*ACTIVITY*
How many lines of the data contain the word "patch"? Give only that number.

[Collected data]
==*==

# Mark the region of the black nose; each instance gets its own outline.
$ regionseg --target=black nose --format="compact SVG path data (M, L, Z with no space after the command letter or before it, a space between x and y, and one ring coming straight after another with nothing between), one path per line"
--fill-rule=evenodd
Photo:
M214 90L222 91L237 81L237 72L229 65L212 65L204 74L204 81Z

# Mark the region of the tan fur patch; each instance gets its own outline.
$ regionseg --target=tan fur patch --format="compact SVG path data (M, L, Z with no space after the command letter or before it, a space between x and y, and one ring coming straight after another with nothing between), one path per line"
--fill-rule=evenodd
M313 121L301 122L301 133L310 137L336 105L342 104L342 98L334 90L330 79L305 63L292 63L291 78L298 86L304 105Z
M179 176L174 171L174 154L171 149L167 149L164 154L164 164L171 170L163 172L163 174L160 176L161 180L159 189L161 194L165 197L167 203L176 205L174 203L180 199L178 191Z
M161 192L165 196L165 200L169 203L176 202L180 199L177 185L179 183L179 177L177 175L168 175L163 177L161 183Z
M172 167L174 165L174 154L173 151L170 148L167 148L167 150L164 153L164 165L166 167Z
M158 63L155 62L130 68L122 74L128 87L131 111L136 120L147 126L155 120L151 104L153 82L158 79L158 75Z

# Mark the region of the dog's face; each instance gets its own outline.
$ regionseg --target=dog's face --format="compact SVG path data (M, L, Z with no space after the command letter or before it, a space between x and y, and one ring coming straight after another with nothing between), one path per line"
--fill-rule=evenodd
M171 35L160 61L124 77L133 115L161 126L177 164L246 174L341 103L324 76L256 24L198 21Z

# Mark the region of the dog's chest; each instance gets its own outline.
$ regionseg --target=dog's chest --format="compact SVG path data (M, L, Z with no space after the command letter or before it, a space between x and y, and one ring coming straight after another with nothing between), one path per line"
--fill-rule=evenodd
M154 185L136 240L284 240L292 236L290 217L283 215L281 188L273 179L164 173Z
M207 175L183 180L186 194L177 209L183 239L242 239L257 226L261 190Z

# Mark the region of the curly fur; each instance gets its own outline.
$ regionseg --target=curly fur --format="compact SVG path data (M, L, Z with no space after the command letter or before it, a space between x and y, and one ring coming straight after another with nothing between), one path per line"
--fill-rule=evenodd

==*==

*ANSWER TO THIS EXERCISE*
2